» Document excerpt:
I’m noticing a lot of this lately, and it disturbs me. Let’s look at the scenario from both sides.
The Prospective Employer
(I don’t know how it happened for Jeremy, but I’ve watched it happen repeatedly at work.) A hiring manager puts up a job listing and receives a stack of resumes. He or she sifts through them to find the top group of potential interviewees. The hiring manager calls them to schedule the interviews. One declines the interview spot immediately because they have already been offered a job elsewhere. One immediately sets up an interview for the next day. The rest don’t even return the message left on their voice mail for two or three days.
The one who immediately set their interview shows up fifteen minutes late, unapologetic for their tardiness. Another interviewee also shows up late, a victim of the always-heavy traffic.
One interviewee, however, seems eager and yet detached. They set the interview. They call up the day before to confirm the time and location of the interview. The hiring manager prepares for the interview, even as an emergency project hits their desk, and patiently paces their office, waiting for the interviewee. After about fifteen minutes, the hiring manager starts organizing the emergency project, trying to remain available for the interviewee when they arrive. Half an hour after that, the project is in full swing. The hiring manager is muttering, wondering what’s keeping the interviewee from either arriving or calling. An hour after the interview’s start time, the hiring manager marks the resume as a no-show and dumps it in a file of people to not consider in the future, and tries to make up the hour lost to the rude interviewer.
The Prospective Employee
(What I can only imagine from helping so many friends work on their own job search, although my friends don’t pull this particular stunt, and from living in my current home.) The job searcher spends hours putting together a resume that sells them into their dream job. They write up the perfect cover letter. They comb the job boards, Craigslist, and anywhere else they can think of. Finding jobs that either fit or come close to fitting what they want, the job searcher sends out their polished resume and cover letter.

» Data for review:
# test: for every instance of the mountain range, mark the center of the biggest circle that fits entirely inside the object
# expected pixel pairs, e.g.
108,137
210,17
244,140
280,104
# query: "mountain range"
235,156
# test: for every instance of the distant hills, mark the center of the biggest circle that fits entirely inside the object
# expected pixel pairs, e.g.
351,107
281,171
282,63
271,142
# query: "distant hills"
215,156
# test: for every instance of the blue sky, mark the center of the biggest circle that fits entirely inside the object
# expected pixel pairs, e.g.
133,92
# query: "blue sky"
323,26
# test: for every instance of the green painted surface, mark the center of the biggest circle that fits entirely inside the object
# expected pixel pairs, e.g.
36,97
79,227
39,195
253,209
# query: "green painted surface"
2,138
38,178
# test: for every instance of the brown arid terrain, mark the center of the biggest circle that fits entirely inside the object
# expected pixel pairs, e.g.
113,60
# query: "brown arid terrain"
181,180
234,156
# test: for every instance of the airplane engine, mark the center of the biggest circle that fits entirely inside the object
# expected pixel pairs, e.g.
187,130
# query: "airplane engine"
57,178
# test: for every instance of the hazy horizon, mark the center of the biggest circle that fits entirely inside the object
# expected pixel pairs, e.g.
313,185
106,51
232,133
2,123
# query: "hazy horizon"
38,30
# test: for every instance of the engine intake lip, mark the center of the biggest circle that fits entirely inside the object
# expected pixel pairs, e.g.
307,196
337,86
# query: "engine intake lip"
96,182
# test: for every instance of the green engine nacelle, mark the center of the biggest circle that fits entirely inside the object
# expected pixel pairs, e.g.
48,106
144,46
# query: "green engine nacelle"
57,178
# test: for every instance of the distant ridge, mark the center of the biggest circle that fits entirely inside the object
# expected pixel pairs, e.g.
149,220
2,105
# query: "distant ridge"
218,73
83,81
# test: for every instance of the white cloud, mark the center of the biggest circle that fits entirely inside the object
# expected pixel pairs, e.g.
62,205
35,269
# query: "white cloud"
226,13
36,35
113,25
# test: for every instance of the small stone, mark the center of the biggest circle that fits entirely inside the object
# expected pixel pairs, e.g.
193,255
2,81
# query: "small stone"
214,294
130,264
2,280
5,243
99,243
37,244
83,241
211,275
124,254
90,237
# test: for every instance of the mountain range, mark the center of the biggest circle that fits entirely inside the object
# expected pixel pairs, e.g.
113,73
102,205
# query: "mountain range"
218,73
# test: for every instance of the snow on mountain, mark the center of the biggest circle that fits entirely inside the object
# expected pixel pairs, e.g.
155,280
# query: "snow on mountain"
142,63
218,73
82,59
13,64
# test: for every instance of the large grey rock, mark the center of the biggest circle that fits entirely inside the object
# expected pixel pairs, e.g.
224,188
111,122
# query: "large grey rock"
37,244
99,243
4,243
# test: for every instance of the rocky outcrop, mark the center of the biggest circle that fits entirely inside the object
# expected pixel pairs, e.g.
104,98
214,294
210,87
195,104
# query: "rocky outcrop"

» Activity 1: In the job interview post, how long after the interview's start time does the hiring manager mark the resume as a no-show?
» Activity 2: Carry the job interview post forward from its final sentence.

» Task response 1: An hour after the start time.

» Task response 2:
Lo and behold, they get that first nibble, the first sign that they may not have to live off ramen anymore. A hiring manager calls and offers an interview. The job searcher takes it. Somewhere between that first call and the interview, a variety of things happen. The job searcher is offered another interview with a company they’d rather work for, so they blow off the first interview they set up for the preferred interview. With no phone call to the first hiring manager, this is rude and puts a black mark against your name should you ever decide to apply at that company in future. Sometimes, the job searcher receives a job offer before their slated interview. In their excitement (benefit of the doubt), they completely forget to call and cancel their interview. Again, this isn’t terribly polite, and hiring managers do note this kind of thing.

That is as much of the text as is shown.